THE DATA ->
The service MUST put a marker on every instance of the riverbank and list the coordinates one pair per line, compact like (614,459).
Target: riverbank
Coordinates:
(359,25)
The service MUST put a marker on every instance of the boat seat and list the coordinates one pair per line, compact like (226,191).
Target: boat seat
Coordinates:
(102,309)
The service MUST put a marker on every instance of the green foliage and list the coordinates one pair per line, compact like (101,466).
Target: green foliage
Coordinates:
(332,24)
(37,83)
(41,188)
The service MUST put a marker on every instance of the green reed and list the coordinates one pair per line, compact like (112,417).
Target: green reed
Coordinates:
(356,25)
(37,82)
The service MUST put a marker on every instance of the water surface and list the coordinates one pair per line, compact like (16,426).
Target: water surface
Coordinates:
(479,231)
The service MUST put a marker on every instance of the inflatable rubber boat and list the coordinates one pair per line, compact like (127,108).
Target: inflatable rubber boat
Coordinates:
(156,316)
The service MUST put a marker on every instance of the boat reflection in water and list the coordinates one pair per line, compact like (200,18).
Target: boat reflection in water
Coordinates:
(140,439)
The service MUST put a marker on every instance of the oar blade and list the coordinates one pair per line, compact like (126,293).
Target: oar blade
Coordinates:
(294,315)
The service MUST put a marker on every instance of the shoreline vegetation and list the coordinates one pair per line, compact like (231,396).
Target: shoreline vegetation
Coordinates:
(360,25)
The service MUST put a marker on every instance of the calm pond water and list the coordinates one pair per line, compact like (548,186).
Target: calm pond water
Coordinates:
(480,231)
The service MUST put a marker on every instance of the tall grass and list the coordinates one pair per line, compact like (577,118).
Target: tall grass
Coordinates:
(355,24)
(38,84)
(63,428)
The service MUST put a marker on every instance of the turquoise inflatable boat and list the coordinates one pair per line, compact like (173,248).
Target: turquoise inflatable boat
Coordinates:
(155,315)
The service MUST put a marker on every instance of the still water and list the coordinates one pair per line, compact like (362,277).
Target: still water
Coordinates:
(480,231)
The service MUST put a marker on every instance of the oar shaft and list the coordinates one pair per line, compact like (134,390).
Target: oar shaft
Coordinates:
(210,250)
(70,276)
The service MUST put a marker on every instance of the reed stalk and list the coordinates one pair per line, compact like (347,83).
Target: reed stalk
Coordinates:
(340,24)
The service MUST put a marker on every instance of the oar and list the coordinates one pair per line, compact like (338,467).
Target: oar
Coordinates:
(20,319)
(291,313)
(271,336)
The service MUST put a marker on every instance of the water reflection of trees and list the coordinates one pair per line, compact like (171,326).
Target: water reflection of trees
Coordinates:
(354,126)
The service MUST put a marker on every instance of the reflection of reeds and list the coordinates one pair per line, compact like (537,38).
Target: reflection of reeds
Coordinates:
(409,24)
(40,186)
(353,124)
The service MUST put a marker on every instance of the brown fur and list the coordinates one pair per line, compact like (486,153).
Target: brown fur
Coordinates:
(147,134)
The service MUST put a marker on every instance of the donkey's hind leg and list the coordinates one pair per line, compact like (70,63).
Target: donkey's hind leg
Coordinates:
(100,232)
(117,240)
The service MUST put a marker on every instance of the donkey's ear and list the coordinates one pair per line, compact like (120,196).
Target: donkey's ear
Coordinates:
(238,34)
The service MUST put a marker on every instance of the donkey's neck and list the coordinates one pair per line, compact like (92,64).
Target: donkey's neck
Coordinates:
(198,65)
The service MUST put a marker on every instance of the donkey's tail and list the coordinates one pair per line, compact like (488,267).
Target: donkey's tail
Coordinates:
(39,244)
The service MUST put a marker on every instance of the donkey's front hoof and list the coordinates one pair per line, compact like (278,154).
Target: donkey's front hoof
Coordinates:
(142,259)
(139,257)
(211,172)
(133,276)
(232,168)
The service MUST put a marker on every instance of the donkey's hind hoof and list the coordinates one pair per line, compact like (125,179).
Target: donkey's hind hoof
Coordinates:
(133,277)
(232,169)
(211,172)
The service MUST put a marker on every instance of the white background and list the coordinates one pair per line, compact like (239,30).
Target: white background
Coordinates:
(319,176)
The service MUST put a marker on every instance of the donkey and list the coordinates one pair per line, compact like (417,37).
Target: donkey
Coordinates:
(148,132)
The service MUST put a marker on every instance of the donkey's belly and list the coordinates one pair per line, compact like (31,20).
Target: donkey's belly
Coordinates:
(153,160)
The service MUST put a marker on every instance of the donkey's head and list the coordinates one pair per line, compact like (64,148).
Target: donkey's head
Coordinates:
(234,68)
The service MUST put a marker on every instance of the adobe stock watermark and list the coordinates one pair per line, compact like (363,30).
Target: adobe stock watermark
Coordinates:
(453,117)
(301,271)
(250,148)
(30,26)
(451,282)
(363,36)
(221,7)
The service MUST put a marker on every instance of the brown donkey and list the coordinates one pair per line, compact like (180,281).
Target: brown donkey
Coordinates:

PROBLEM DESCRIPTION -> Only lines that include "neck" belong in the answer; copy all of them from the listing.

WRITTEN RESPONSE ->
The service MUST put a marker on every instance of the donkey's neck and list the coordinates one pair per line, compact like (92,64).
Target: donkey's neck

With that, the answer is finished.